Short exercise 1 - List every line of the entries below that contains the string "tail".

Page extract -

I’ve often spotted it on my walk along the towpath from Folly Bridge to Iffley. Across on the east bank of the Isis, nestled into the Kidney Stream, an old cut leading to the Cherwell from the Thames just before you reach Donnington Bridge. A fanciful floating pavilion rising from the water, its curved prow reminiscent of classical longboats, flagpole erect, pilasters framing the door to a whimsical white wooden cabin with hobbit like oval windows. There’s an external staircase leading to a raised rooftop garden overhung with willow, a tall chimney in the middle from which on colder days white plumes of smoke announce that there are occupants below. It all looks very romantic.
It turns out that this is the Corpus Christi College barge. The last of its kind to be built in 1930 as a clubhouse and changing room for the Corpus rowing team, the roof at that time enclosed by balustrades, and used as a viewing platform during the intercollegiate regattas. It must have looked quite something lined up on the bank of Christ Church Meadows alongside the 26 or so other ornately decorated college barges, rammed so full of excited spectators following their teams progress that they were wont to lurch forward dangerously.
I’d discovered this during the Summer Eights races this year, the old wooden barges replaced by a line of more practical brick boathouses, now built on dry land their roofs still serving as packed Pimm’s fuelled grandstands, but with large underbellies able to accommodate the modern racks of racing shells, rowing equipment and more hygienic sanitation their forbears couldn’t. (The crew of St Cats called themselves the Bucket and Blade Club in view of what served as lavatories in their barge as late as the 1960’s.)
It was here that a pamphlet was thrust into my hand alerting to me to an organisation called Oxford College Barges Preservation Trust. They were the custodians of this unique piece of Oxford history. And as the Corpus Christi College barge nears its 100th birthday, this group of campaigners were keen to tell the story of this remarkable piece of sporting fancy in the hopes of raising the money needed to restore it to its former glory. For this is one of the very last of its genre. Still afloat against all the odds. I thought it a tale worth the telling.

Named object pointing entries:
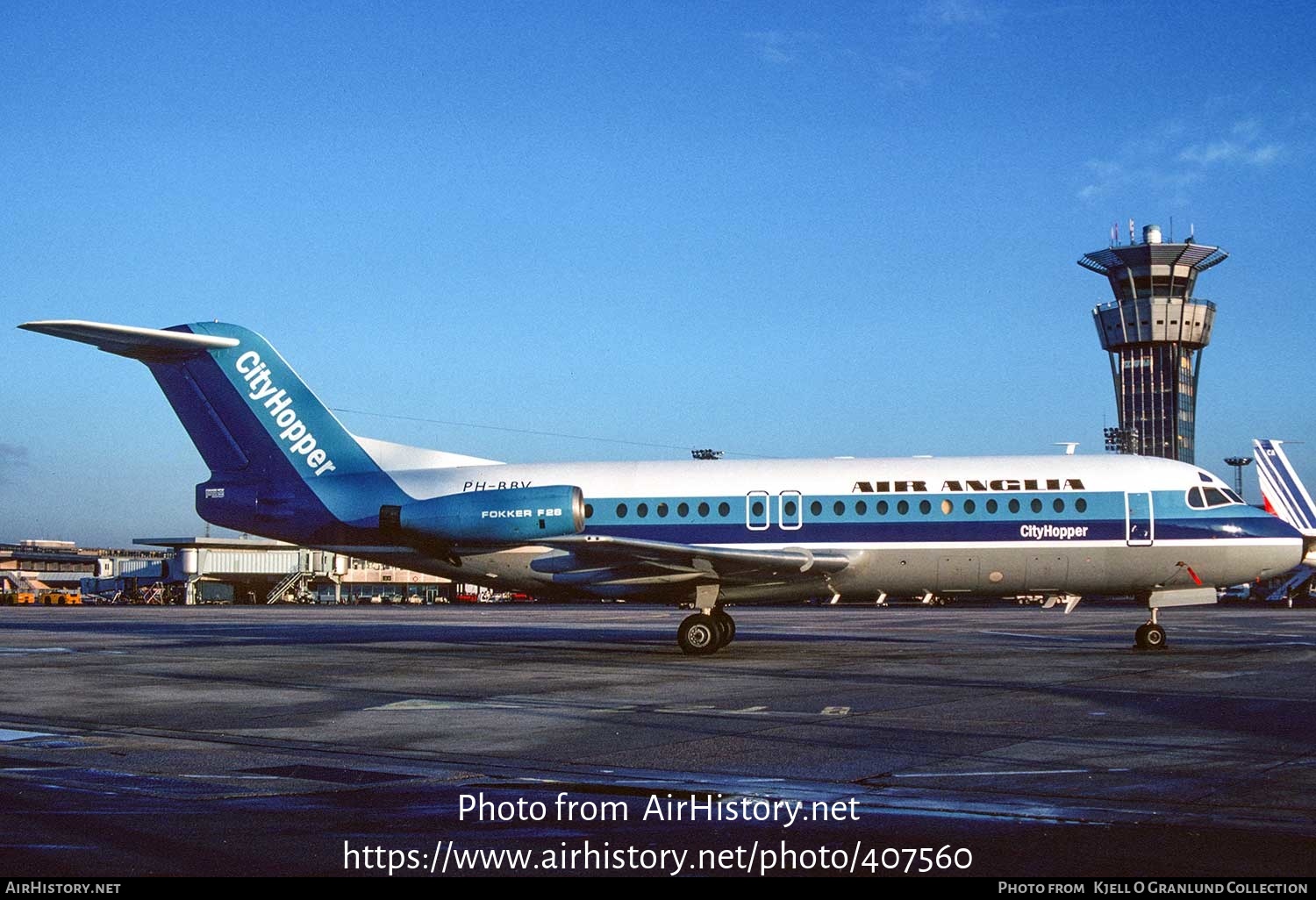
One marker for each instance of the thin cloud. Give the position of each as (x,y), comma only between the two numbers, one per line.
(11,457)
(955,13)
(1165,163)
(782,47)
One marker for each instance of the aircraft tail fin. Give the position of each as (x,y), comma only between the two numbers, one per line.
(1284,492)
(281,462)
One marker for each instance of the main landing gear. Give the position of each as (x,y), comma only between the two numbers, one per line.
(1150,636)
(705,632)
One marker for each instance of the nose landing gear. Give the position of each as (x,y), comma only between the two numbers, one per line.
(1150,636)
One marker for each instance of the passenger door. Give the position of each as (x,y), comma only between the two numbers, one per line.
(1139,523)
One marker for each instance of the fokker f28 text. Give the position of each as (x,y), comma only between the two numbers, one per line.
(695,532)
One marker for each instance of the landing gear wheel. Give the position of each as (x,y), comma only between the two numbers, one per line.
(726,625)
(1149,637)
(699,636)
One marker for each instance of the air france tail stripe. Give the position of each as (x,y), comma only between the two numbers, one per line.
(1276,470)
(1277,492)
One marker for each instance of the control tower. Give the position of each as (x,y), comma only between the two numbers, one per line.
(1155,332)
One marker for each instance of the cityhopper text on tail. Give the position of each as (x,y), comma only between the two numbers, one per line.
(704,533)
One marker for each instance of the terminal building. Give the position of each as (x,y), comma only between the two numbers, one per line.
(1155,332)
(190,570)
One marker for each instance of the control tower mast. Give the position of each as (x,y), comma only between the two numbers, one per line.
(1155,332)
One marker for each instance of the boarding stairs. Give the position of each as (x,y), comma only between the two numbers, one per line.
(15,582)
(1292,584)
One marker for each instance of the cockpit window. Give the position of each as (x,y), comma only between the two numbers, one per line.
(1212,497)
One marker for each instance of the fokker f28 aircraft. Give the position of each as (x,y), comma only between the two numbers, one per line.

Short exercise 2 - Carry on the piece about the Corpus Christi College barge from the point where it stops.

Written answer 1 -
One marker for each instance of the aircraft tail fin. Give the position of each as (x,y), comma only between the two numbers, one per line.
One marker for each instance of the air france tail stripe. Give the position of each as (x,y), comma only between the two numbers, one per line.
One marker for each instance of the cityhopper text on tail. Give the position of each as (x,y), comma only between the two numbers, one per line.

Written answer 2 -
The first barges used in Oxford as floating college boathouses were bought from the London Livery Companies in the early 1800s; lavishly decorated vessels inspired by ancient naval architecture, used by the grand guilds to show off at ceremonial occasions but increasingly obsolete. Six were towed upstream to Oxford, (the six taken by sea to Cambridge all sank) their splendid theatrical exteriors lending themselves nicely to the sense of pageantry and fun so beloved of Victorian and Edwardian society and to the college sporting rivalries burgeoning in Oxford rowing at that time. As they decayed the colleges built their own barges, vying with each other to employ the most famous architects of their day to design them. They resembled each other in that all had an upper viewing platform and grand entrances leading to interiors set up to look like gentleman’s clubs. But each was unique; flamboyant edifices, some gothic, others classical, with a mix of identifying additions, ionic capitals, carved angels, garlands of fruit, colours, flags and coats of arms. Some even had figureheads. Queens (one of the other barges still extant and residing on Port Meadow) had an eagle. Our Corpus barge once had a pelican (no longer) the symbol of the college founder Bishop Richard Foxe.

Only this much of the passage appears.